### Required action
Work through the data and report how many lines include the string "starting", giving the number alone.

Region pointing data:
*****
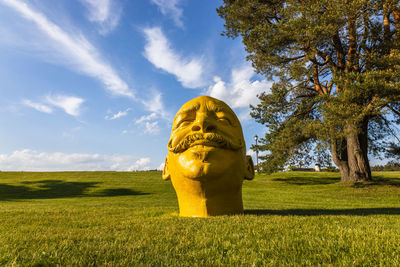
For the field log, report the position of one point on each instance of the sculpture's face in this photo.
(206, 144)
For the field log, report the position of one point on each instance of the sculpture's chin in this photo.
(201, 163)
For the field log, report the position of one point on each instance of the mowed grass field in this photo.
(131, 219)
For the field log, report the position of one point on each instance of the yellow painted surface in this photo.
(207, 160)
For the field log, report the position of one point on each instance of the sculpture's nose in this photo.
(203, 123)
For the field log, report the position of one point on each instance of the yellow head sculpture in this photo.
(207, 160)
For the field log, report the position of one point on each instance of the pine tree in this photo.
(337, 72)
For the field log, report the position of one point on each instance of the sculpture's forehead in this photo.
(205, 103)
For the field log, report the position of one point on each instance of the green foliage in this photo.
(130, 219)
(336, 64)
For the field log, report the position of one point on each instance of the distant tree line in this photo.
(390, 166)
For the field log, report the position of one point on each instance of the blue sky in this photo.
(95, 84)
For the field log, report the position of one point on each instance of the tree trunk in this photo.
(351, 154)
(357, 152)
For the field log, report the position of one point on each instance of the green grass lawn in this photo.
(130, 218)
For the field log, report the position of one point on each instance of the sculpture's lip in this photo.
(204, 142)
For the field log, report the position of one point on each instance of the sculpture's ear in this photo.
(166, 175)
(249, 173)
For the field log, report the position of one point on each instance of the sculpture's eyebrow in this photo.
(188, 109)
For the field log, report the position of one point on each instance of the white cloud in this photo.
(169, 8)
(241, 91)
(145, 118)
(38, 106)
(140, 164)
(152, 127)
(104, 12)
(70, 104)
(118, 115)
(161, 167)
(30, 160)
(251, 152)
(159, 52)
(73, 50)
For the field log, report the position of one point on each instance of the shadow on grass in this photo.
(308, 180)
(47, 189)
(319, 212)
(378, 180)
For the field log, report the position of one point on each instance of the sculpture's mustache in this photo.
(212, 139)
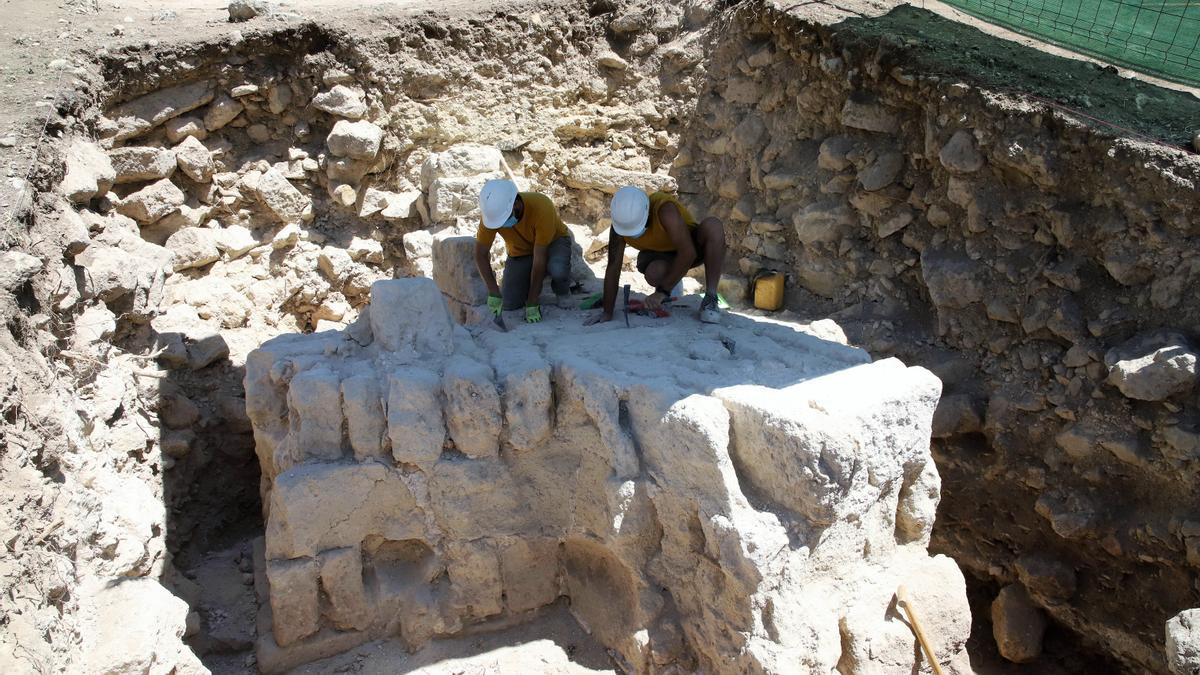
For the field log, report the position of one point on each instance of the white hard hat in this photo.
(630, 208)
(496, 202)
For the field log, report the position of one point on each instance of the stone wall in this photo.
(697, 508)
(1037, 264)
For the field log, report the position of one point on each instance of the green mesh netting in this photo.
(1159, 37)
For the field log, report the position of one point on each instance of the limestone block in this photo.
(529, 569)
(195, 160)
(354, 139)
(473, 407)
(461, 161)
(138, 163)
(879, 639)
(153, 202)
(610, 179)
(341, 577)
(474, 499)
(133, 625)
(315, 401)
(107, 273)
(234, 240)
(415, 423)
(455, 270)
(474, 572)
(528, 396)
(1153, 366)
(869, 117)
(823, 222)
(450, 197)
(367, 250)
(295, 598)
(282, 198)
(186, 126)
(342, 101)
(17, 268)
(919, 494)
(142, 114)
(317, 507)
(419, 250)
(89, 172)
(1183, 643)
(833, 153)
(1018, 625)
(801, 446)
(193, 246)
(222, 111)
(953, 280)
(365, 423)
(396, 303)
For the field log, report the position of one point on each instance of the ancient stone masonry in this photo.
(1037, 264)
(739, 499)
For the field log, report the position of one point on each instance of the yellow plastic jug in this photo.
(768, 292)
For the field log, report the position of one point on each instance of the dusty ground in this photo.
(33, 84)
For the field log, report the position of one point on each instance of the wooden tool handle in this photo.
(903, 597)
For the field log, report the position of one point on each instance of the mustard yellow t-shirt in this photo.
(655, 238)
(539, 226)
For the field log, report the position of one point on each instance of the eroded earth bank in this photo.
(749, 502)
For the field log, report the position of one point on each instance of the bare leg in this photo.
(655, 272)
(712, 239)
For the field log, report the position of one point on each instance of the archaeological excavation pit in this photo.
(257, 395)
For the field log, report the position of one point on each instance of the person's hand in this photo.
(600, 317)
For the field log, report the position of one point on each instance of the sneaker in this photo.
(708, 311)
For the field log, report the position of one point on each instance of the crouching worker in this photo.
(670, 243)
(538, 244)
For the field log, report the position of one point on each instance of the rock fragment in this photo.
(138, 163)
(16, 269)
(1017, 625)
(153, 202)
(1152, 368)
(341, 101)
(354, 139)
(960, 155)
(195, 160)
(89, 172)
(1183, 643)
(222, 111)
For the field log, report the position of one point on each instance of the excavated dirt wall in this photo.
(1026, 257)
(904, 184)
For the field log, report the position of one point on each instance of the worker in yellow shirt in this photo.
(538, 244)
(670, 243)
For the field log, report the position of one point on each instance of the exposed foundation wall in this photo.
(1011, 280)
(1011, 249)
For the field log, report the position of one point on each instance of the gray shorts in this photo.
(515, 285)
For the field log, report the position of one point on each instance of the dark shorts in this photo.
(646, 257)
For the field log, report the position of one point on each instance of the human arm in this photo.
(537, 274)
(685, 254)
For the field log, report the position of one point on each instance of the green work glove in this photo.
(533, 314)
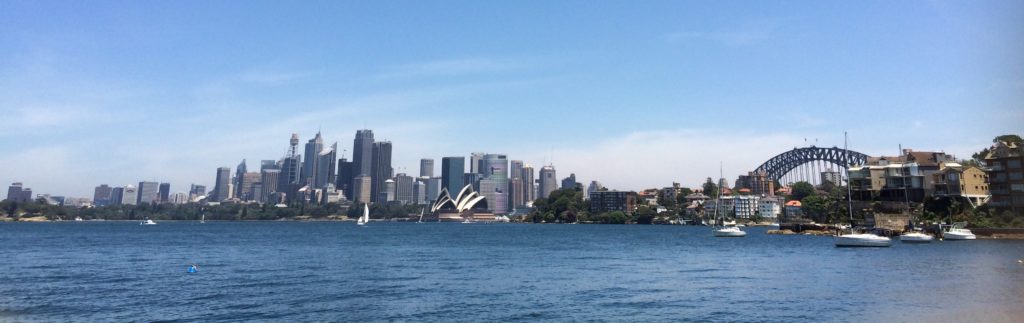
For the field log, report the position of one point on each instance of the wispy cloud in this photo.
(653, 159)
(450, 68)
(727, 38)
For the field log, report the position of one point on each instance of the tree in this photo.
(801, 190)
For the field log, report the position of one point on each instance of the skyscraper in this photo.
(516, 196)
(474, 163)
(426, 167)
(148, 192)
(268, 179)
(361, 189)
(326, 167)
(309, 166)
(363, 151)
(420, 192)
(247, 185)
(129, 194)
(381, 168)
(101, 196)
(548, 182)
(403, 189)
(117, 196)
(221, 190)
(16, 193)
(237, 180)
(197, 191)
(345, 176)
(453, 170)
(495, 183)
(165, 192)
(528, 184)
(569, 183)
(290, 167)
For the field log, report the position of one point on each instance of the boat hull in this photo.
(958, 235)
(862, 240)
(726, 233)
(915, 238)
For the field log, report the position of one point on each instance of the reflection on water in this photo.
(438, 272)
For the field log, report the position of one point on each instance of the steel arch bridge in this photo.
(778, 166)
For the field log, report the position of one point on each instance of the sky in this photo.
(634, 94)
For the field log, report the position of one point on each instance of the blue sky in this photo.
(635, 94)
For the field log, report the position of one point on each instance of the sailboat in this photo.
(957, 232)
(366, 215)
(725, 231)
(852, 239)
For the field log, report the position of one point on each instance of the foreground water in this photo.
(454, 272)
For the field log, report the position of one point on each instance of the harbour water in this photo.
(119, 271)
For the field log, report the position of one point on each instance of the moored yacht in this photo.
(915, 237)
(957, 232)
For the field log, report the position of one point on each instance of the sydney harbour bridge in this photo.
(806, 164)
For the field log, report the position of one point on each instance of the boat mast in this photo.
(849, 190)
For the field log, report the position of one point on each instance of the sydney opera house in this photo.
(466, 205)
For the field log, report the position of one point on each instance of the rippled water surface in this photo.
(455, 272)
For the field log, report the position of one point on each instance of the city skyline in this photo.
(658, 92)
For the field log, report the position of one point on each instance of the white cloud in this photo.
(450, 68)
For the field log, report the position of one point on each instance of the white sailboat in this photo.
(852, 239)
(958, 232)
(915, 237)
(725, 231)
(366, 215)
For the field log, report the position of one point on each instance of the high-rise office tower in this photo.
(363, 152)
(148, 192)
(569, 183)
(548, 182)
(165, 192)
(101, 195)
(387, 193)
(361, 189)
(326, 167)
(516, 198)
(403, 189)
(381, 168)
(453, 170)
(345, 176)
(290, 167)
(197, 191)
(130, 195)
(117, 196)
(245, 189)
(309, 166)
(268, 164)
(433, 189)
(426, 167)
(420, 192)
(495, 182)
(239, 172)
(221, 189)
(528, 184)
(474, 162)
(268, 178)
(18, 194)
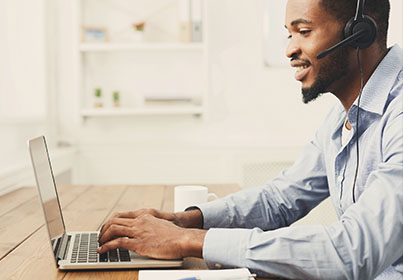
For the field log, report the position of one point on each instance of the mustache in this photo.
(295, 58)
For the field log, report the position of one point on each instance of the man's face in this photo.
(311, 31)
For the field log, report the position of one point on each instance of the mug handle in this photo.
(213, 196)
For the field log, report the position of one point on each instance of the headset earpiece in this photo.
(366, 24)
(359, 32)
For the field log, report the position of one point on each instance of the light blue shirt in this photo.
(250, 228)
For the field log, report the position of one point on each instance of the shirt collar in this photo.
(376, 91)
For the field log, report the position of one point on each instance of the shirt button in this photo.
(218, 266)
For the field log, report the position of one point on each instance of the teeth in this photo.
(299, 68)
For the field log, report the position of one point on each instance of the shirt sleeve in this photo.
(281, 202)
(363, 243)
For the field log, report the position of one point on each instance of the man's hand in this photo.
(188, 219)
(150, 236)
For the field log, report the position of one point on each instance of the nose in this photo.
(292, 49)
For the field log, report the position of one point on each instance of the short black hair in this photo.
(377, 9)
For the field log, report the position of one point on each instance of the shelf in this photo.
(152, 110)
(113, 47)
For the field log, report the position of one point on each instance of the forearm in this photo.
(189, 219)
(192, 243)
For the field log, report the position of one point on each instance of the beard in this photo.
(332, 69)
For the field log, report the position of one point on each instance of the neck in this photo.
(349, 87)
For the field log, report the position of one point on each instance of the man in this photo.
(251, 228)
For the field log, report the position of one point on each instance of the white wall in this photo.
(255, 113)
(23, 77)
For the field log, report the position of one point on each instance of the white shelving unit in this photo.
(87, 53)
(116, 47)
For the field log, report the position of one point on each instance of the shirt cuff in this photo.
(226, 248)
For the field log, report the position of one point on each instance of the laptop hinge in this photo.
(61, 254)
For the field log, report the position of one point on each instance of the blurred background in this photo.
(152, 92)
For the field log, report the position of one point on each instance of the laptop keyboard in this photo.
(85, 251)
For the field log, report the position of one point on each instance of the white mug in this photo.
(186, 196)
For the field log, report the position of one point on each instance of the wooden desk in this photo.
(24, 246)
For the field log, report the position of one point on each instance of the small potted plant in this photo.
(138, 31)
(116, 98)
(98, 98)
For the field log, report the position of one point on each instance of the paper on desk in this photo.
(240, 273)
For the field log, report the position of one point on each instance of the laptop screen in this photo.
(47, 189)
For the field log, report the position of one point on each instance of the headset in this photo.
(360, 33)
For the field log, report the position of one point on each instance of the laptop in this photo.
(77, 250)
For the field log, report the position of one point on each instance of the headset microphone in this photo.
(359, 32)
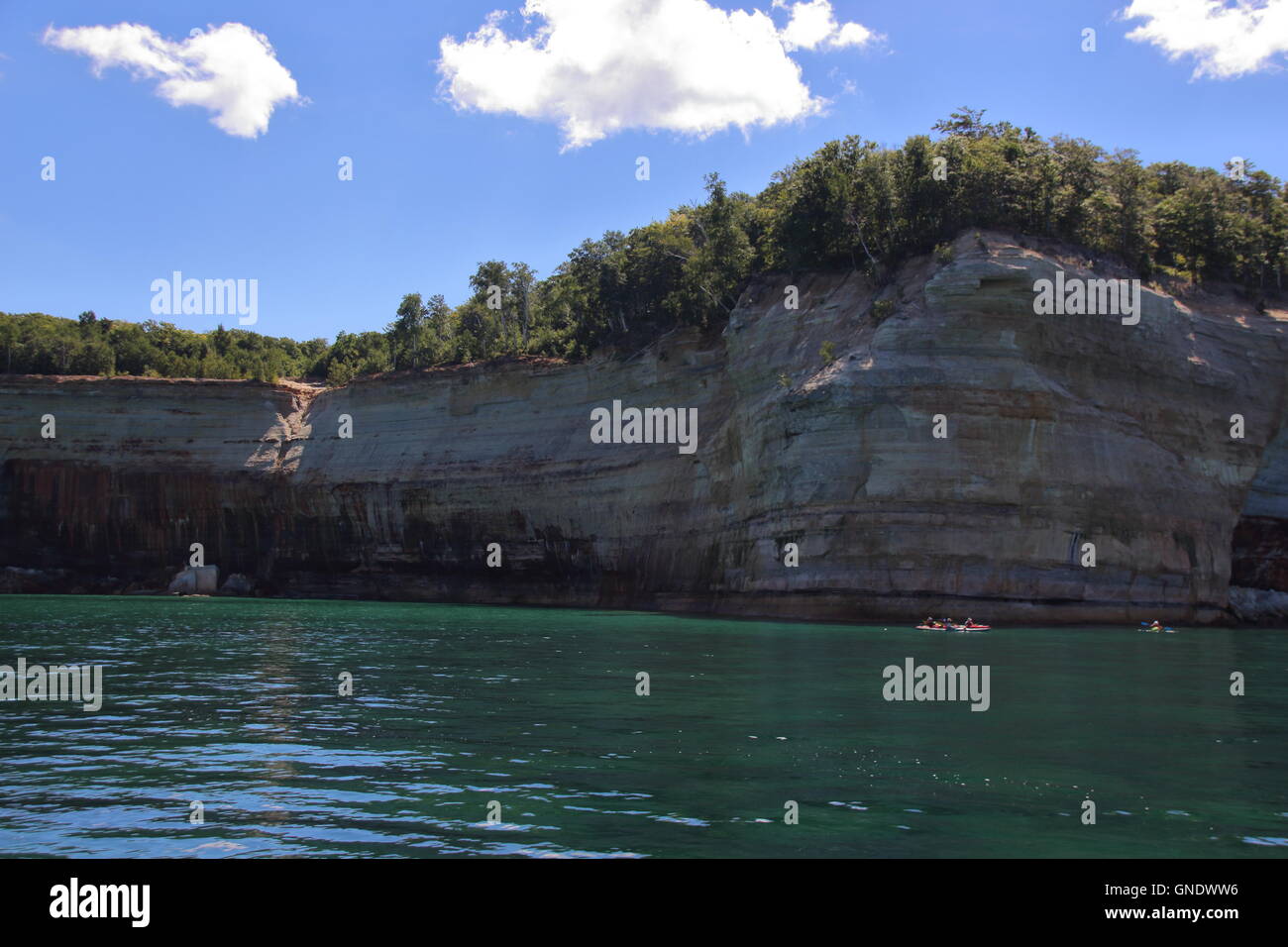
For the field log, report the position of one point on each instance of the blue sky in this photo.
(145, 188)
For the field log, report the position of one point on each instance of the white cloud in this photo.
(1228, 42)
(230, 69)
(677, 64)
(812, 24)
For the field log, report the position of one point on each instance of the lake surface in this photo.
(235, 703)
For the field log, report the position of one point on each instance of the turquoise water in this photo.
(235, 703)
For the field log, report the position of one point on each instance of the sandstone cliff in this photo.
(1061, 431)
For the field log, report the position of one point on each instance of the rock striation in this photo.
(1060, 431)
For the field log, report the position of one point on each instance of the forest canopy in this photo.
(849, 205)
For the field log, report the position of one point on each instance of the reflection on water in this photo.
(236, 703)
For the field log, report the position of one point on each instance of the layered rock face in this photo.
(1060, 431)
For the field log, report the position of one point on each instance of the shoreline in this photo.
(870, 621)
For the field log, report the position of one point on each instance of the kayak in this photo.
(1168, 630)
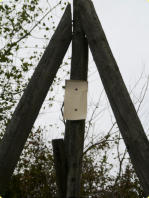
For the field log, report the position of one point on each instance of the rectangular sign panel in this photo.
(75, 101)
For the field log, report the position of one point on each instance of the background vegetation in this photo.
(20, 50)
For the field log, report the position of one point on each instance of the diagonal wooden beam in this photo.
(74, 133)
(28, 108)
(127, 119)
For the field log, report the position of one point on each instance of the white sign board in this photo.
(75, 101)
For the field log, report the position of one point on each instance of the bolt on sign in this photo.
(75, 100)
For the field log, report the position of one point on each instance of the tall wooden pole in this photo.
(74, 133)
(28, 108)
(60, 166)
(127, 119)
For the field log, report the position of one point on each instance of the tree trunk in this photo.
(28, 108)
(74, 133)
(129, 124)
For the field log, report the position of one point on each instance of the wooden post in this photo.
(129, 124)
(74, 133)
(60, 166)
(28, 108)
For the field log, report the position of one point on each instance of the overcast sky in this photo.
(126, 25)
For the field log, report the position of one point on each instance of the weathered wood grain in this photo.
(28, 108)
(74, 133)
(127, 119)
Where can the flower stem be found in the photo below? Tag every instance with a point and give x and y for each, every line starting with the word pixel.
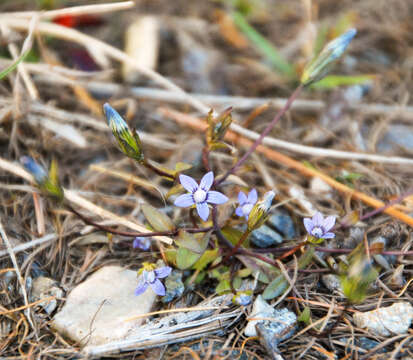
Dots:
pixel 266 131
pixel 156 170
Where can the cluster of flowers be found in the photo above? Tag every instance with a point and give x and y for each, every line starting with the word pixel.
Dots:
pixel 200 195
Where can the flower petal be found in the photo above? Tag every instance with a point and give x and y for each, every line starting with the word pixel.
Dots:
pixel 141 288
pixel 158 287
pixel 184 200
pixel 238 211
pixel 203 210
pixel 242 198
pixel 206 181
pixel 329 223
pixel 163 272
pixel 215 197
pixel 252 196
pixel 329 236
pixel 308 224
pixel 318 219
pixel 188 183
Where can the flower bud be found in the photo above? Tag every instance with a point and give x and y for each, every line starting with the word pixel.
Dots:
pixel 358 275
pixel 128 141
pixel 219 126
pixel 322 63
pixel 259 212
pixel 242 298
pixel 48 183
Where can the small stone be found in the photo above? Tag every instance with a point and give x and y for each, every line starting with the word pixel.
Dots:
pixel 281 325
pixel 397 136
pixel 174 286
pixel 265 237
pixel 283 224
pixel 44 287
pixel 395 319
pixel 332 283
pixel 96 310
pixel 319 186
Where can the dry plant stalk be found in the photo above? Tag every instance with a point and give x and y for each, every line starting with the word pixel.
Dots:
pixel 82 202
pixel 200 125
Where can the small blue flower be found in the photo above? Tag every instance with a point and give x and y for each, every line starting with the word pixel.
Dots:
pixel 39 174
pixel 142 243
pixel 339 45
pixel 246 203
pixel 199 195
pixel 318 227
pixel 150 277
pixel 242 298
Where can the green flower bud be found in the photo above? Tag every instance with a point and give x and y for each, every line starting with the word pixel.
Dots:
pixel 218 127
pixel 259 212
pixel 48 183
pixel 128 141
pixel 322 63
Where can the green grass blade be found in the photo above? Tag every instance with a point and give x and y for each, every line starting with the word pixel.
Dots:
pixel 13 66
pixel 264 46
*****
### Answer to the problem
9